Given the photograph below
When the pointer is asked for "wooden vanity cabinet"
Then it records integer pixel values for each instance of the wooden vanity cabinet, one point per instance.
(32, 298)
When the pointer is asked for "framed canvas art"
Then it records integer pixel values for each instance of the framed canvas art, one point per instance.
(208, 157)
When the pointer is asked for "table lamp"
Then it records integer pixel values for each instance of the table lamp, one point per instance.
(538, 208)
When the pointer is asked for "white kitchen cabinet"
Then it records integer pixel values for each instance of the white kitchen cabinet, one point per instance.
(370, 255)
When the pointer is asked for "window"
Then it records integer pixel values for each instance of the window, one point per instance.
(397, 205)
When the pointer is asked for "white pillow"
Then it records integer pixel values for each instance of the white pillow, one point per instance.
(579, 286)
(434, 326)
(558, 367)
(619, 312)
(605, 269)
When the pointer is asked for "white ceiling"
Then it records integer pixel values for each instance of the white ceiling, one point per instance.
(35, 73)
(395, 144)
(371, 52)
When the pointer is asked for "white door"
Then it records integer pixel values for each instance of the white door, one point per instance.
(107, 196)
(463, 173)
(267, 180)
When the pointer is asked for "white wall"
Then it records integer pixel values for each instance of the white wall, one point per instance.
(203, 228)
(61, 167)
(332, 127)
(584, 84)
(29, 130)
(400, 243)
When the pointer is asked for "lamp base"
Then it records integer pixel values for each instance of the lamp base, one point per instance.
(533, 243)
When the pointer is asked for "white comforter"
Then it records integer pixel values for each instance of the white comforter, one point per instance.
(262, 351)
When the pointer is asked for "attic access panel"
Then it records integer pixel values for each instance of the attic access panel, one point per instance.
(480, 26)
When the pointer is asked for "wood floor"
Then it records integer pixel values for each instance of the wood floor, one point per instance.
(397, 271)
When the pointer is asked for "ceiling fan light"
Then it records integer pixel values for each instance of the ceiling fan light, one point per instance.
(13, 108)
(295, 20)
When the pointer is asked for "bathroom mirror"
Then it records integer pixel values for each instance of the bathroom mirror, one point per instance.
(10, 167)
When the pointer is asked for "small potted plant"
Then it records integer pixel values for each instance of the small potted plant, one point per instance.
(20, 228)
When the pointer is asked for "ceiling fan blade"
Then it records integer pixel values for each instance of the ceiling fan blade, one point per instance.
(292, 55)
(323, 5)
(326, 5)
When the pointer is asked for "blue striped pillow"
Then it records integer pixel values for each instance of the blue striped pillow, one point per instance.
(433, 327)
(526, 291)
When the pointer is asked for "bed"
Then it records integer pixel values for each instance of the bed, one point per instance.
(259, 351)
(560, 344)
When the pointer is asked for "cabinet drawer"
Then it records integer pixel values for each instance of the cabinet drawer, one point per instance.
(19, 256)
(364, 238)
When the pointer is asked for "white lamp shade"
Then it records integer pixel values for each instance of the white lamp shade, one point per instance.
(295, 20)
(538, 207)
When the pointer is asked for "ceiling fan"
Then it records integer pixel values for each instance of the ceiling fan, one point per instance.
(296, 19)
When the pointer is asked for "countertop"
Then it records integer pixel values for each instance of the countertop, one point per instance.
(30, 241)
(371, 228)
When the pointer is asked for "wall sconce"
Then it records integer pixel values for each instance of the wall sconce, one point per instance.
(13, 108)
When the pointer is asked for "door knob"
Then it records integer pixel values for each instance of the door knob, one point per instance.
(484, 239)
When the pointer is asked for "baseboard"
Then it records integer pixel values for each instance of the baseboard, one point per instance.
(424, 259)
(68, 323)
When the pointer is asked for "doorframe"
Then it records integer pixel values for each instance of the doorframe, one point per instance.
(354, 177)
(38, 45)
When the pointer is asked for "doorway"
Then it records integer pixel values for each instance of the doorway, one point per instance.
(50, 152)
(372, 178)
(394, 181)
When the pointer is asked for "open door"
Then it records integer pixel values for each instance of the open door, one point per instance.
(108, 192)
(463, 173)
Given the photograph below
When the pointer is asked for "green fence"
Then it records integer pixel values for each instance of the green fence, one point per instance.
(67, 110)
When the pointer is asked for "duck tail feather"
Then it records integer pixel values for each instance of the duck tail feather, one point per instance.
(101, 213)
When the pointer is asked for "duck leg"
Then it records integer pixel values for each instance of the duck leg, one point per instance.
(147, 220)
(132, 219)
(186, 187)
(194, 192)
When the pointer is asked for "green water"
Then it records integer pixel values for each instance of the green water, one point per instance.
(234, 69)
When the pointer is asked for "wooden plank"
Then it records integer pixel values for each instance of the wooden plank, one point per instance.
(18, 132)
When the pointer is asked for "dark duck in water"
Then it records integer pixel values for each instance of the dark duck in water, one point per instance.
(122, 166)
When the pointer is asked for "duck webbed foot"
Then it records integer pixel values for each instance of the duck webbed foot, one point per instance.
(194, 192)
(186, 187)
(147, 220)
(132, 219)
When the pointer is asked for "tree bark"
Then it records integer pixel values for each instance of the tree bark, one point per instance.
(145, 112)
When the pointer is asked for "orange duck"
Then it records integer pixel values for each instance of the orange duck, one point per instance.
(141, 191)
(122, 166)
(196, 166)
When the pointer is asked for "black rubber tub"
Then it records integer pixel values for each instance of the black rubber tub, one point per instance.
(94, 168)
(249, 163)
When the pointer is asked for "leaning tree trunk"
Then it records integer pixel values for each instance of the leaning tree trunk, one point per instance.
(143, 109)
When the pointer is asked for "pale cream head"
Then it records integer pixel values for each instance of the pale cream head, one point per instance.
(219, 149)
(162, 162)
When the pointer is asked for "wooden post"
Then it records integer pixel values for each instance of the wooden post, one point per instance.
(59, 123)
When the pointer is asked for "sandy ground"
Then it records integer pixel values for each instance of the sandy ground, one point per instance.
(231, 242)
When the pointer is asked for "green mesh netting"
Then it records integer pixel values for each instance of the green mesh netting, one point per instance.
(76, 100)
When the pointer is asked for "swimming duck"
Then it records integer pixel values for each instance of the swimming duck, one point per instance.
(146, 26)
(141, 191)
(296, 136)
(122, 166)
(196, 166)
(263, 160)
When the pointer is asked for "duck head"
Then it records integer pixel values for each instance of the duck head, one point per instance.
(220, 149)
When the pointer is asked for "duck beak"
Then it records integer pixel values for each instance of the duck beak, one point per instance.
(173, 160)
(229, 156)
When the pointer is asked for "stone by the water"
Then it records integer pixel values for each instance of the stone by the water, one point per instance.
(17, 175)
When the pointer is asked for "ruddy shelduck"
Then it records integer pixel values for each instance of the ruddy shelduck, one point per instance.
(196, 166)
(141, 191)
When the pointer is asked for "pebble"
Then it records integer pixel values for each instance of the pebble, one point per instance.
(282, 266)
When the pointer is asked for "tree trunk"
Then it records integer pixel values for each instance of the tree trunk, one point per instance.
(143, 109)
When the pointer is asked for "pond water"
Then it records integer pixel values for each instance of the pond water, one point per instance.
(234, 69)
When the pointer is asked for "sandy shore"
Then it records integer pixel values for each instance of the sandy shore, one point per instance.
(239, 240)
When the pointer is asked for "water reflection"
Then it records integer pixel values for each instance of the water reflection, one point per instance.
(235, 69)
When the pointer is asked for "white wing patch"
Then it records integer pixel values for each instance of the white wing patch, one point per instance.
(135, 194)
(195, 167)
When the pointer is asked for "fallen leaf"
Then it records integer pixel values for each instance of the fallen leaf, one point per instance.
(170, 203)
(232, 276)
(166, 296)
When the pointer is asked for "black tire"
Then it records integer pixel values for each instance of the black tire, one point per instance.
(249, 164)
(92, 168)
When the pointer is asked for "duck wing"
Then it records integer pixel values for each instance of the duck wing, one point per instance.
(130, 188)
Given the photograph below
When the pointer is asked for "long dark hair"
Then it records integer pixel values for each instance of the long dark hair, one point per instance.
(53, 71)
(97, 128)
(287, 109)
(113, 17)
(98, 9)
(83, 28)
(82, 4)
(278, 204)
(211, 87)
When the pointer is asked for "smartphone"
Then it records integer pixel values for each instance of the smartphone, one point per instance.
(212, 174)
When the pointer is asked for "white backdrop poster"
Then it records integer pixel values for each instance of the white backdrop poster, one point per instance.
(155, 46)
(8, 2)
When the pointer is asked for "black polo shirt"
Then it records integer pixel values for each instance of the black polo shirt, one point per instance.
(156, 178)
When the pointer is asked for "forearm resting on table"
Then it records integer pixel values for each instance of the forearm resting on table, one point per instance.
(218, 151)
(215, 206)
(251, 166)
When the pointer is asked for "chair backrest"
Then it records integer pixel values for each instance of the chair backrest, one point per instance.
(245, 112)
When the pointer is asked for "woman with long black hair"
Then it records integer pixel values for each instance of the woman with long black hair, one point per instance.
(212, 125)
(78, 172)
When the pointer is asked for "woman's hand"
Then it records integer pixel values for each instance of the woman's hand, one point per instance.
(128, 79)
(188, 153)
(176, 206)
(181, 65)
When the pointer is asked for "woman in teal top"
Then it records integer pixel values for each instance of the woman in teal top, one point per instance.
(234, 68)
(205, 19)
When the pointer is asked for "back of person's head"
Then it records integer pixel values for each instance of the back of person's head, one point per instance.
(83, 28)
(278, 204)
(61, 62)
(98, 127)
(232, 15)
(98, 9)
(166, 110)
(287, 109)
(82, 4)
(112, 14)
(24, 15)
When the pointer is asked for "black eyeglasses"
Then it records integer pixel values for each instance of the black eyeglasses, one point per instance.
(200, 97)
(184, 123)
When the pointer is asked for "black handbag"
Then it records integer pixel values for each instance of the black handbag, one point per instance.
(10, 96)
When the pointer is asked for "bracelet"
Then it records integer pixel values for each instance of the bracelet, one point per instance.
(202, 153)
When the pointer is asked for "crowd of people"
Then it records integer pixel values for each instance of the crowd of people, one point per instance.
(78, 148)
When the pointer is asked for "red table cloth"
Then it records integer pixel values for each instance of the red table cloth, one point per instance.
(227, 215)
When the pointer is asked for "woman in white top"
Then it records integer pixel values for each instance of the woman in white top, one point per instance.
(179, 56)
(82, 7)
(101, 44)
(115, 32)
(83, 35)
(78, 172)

▶ _WRITTEN EXERCISE_
Pick out each line of the listing above that contains the word "people", and reproduce those lines in their original order.

▶ _THE SOLUTION_
When the pointer is asked for "crowd of people"
Then it records integer pixel values for each instance of the crowd of people, one point per instance.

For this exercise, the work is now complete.